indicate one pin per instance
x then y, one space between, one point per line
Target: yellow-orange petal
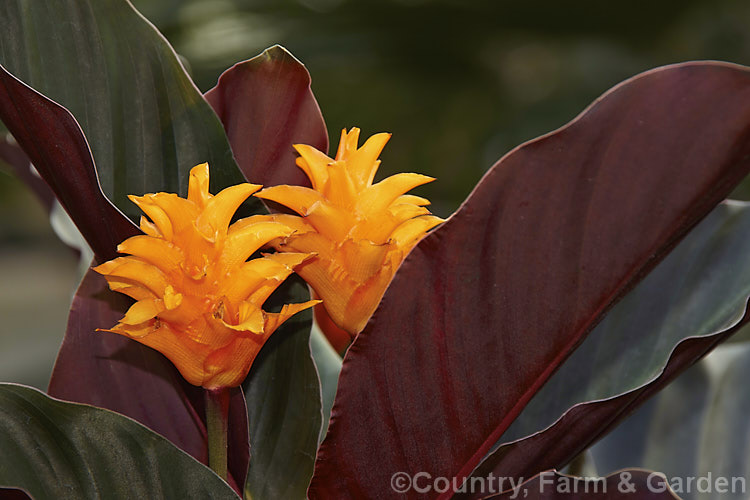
347 143
363 163
314 163
413 200
333 222
161 253
137 271
172 299
198 185
408 233
149 228
362 258
220 209
243 240
158 216
142 311
380 196
254 274
298 198
340 190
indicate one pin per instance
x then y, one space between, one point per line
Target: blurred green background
459 83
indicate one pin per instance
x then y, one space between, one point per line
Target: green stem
217 414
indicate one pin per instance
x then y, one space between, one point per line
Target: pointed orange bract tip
198 299
359 231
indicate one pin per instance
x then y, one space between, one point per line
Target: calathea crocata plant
584 272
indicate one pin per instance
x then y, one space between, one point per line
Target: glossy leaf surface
694 299
53 141
110 371
146 122
551 238
696 427
54 449
285 406
626 484
266 106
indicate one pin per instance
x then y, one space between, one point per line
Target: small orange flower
198 298
360 231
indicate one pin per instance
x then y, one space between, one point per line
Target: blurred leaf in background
458 82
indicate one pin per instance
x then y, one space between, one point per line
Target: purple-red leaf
20 163
266 106
556 232
110 371
36 123
623 485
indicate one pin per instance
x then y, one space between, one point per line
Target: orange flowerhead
359 231
198 298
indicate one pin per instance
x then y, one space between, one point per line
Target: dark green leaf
146 122
55 449
284 407
700 289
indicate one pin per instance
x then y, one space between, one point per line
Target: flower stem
217 414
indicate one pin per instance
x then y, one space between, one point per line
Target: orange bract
198 299
359 231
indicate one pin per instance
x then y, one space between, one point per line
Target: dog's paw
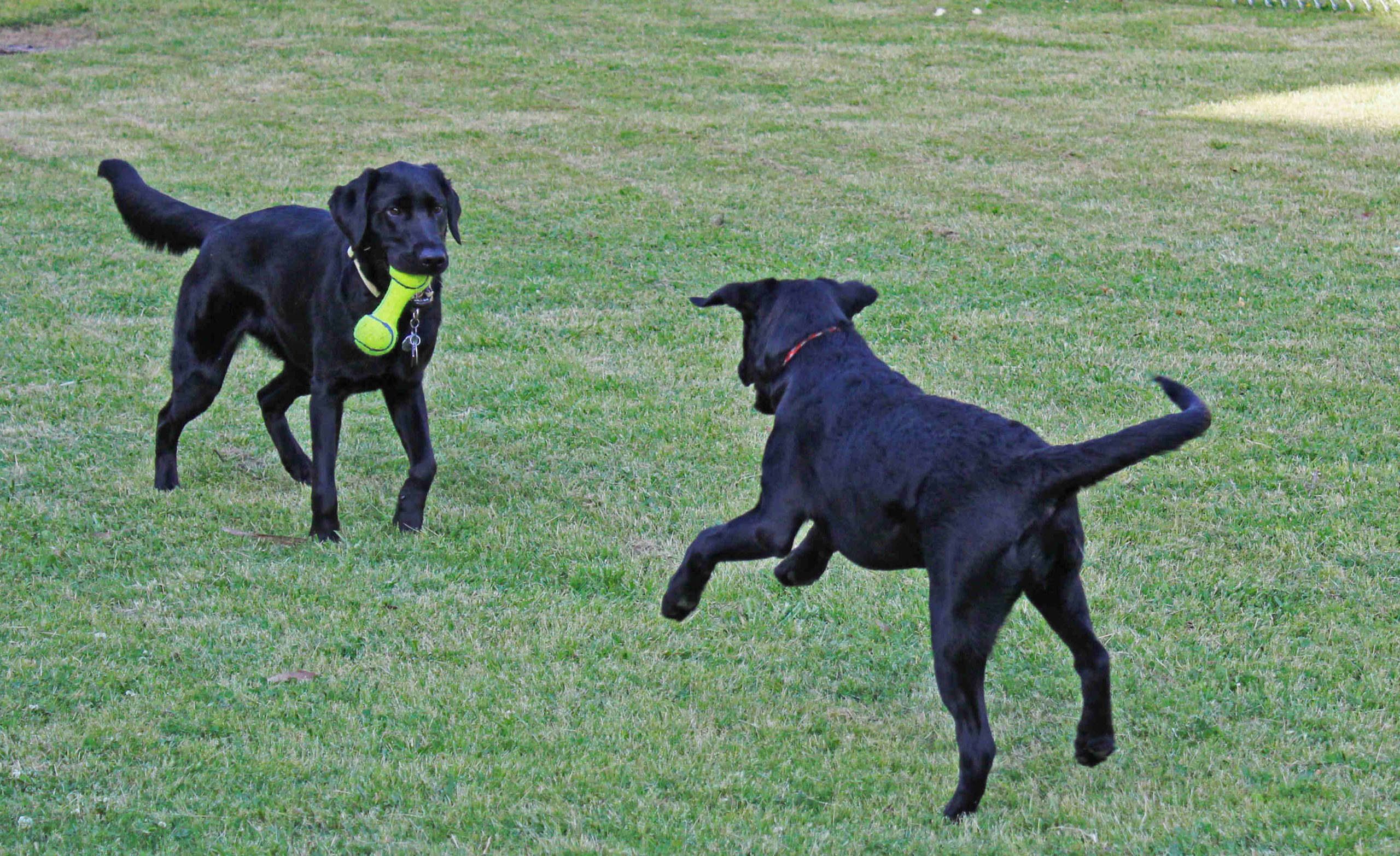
676 609
167 477
1094 750
958 809
325 533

= = =

AIM OF THE TASK:
Are you able to set down all the lines above exactly, without any pictures?

WRITTEN ANSWER:
indicate one pin per instance
x then y, one space between, one point per line
Target: yellow-orange petal
347 143
363 163
314 163
413 200
333 222
161 253
137 271
172 299
198 185
408 233
149 228
362 258
220 209
243 240
158 216
142 311
380 196
254 274
298 198
340 190
indicate one pin per instance
x then y, one space between, one point per line
Target: blurred green background
459 83
indicate one pin per instance
x then y, one space between, one point per line
Target: green stem
217 414
indicate one pin per instance
x then y, one space between, one point per line
Target: pointed orange bract tip
198 299
359 231
indicate one pin per instance
x then y, one space between, one point per line
Target: calathea crocata plant
584 272
indicate one pin per instance
x then y, one space between, one point per line
Target: glossy leaf surface
694 299
53 141
110 371
146 122
551 238
696 427
54 449
285 406
626 484
266 106
indicate one pin per instance
x then y, one space between, one point per line
Target: small orange flower
198 298
360 231
indicate one pin per instance
x then y, one space between, one point per line
Target: blurred leaf in background
458 82
indicate one pin per instance
x then y, one space between, one point per line
Target: purple-red leaf
20 163
266 106
556 232
110 371
36 123
623 485
indicate one pin per instance
x then y, one space between, one point per line
Target: orange flowerhead
359 231
198 298
indicate one pin per instance
x then y, one space between, one point per line
Target: dark green leaf
146 122
55 449
284 407
700 289
indicate one pin per instance
x then y, one space between, one point per line
Target: flower stem
217 414
indicate one pin per instance
x then y, one space between, one point per line
Target: orange bract
198 299
359 231
indicate one pin per instance
x then y, one space between, one point per line
Target: dog's paw
676 609
167 477
1094 750
958 809
325 533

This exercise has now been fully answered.